Nothing in the records may be left out or altered; reproduce them all exactly.

**** PROVIDED MATERIAL ****

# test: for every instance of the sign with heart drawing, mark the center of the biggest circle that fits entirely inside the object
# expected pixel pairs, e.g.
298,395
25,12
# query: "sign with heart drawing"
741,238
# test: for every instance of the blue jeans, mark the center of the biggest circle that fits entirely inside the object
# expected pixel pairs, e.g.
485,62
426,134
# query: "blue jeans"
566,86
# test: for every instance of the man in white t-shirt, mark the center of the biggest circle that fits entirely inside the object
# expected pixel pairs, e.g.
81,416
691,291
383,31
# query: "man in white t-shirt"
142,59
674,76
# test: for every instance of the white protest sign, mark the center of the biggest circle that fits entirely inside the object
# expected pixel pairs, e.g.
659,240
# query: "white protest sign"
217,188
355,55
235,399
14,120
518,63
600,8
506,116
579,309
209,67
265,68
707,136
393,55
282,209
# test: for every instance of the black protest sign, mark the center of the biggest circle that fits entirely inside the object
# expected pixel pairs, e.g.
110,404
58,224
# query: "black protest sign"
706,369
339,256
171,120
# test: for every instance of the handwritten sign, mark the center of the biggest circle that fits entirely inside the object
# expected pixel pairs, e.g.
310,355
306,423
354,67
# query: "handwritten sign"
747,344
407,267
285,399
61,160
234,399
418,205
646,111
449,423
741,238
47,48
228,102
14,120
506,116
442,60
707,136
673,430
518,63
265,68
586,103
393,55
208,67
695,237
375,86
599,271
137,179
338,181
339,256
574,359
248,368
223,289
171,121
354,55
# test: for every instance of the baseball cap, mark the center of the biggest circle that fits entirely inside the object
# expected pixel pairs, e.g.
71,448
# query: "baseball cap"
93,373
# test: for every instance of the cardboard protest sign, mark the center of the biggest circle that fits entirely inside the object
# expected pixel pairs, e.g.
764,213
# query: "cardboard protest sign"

****

→ EXERCISE RESULT
# test: for every instance of the sign with heart drawing, mark the center of the biggest circle that fits entirely inside the object
# expected pixel pairs, e.g.
298,395
25,12
# query: "sign with heart drawing"
741,238
# test: for every instance of the blue jeans, mark the center of the biggest circle that fits entirely inside the object
# expected pixel pairs, e.g.
485,62
426,134
# query: "blue jeans"
566,86
# test: for every instance of the man in white t-shirt, mark the center of the biggest circle that fits entirely inside the object
# expected pixel pairs, e.g.
81,416
691,291
383,31
# query: "man in white t-shirt"
142,59
674,76
# test: for every instance of the white protest sign, mark the center of the biggest circle that fits entirely inside the object
# expected pixel pairs, e.g.
659,240
# query: "white protest sign"
217,188
355,55
235,399
14,120
518,63
600,8
506,116
579,309
209,67
265,68
707,136
393,55
282,209
# test: for every instance of the black protest sign, mark the center of the biggest circle that fits entirely inside the object
# expected pixel pairs, e.g.
110,404
58,224
# query: "black protest sign"
706,369
339,256
171,120
# test: for every instance of the handwritten sign, mark the center of the biggest circle that fits entirely inside the object
# expected pixel pairs, e.g.
310,355
306,423
354,67
# query: "handwritten sign"
747,344
407,267
285,399
61,160
234,399
418,205
646,111
449,423
741,238
47,48
228,102
14,120
506,116
442,60
707,136
673,430
518,63
265,68
586,103
393,55
208,67
695,237
375,86
599,271
137,179
338,181
339,256
574,359
248,368
223,289
171,121
354,55
# test: for every instance of the baseball cap, mark the center of the biggest circle that fits entirely inside the object
# expected pixel pairs, e.g.
71,448
# query: "baseball cap"
93,373
# test: for every instance of the cardboard protest sign, mark the center of the biggest circle that fits entirely inside the object
# expected pixel pairs, e.g.
764,213
# query: "cardboard protest sign"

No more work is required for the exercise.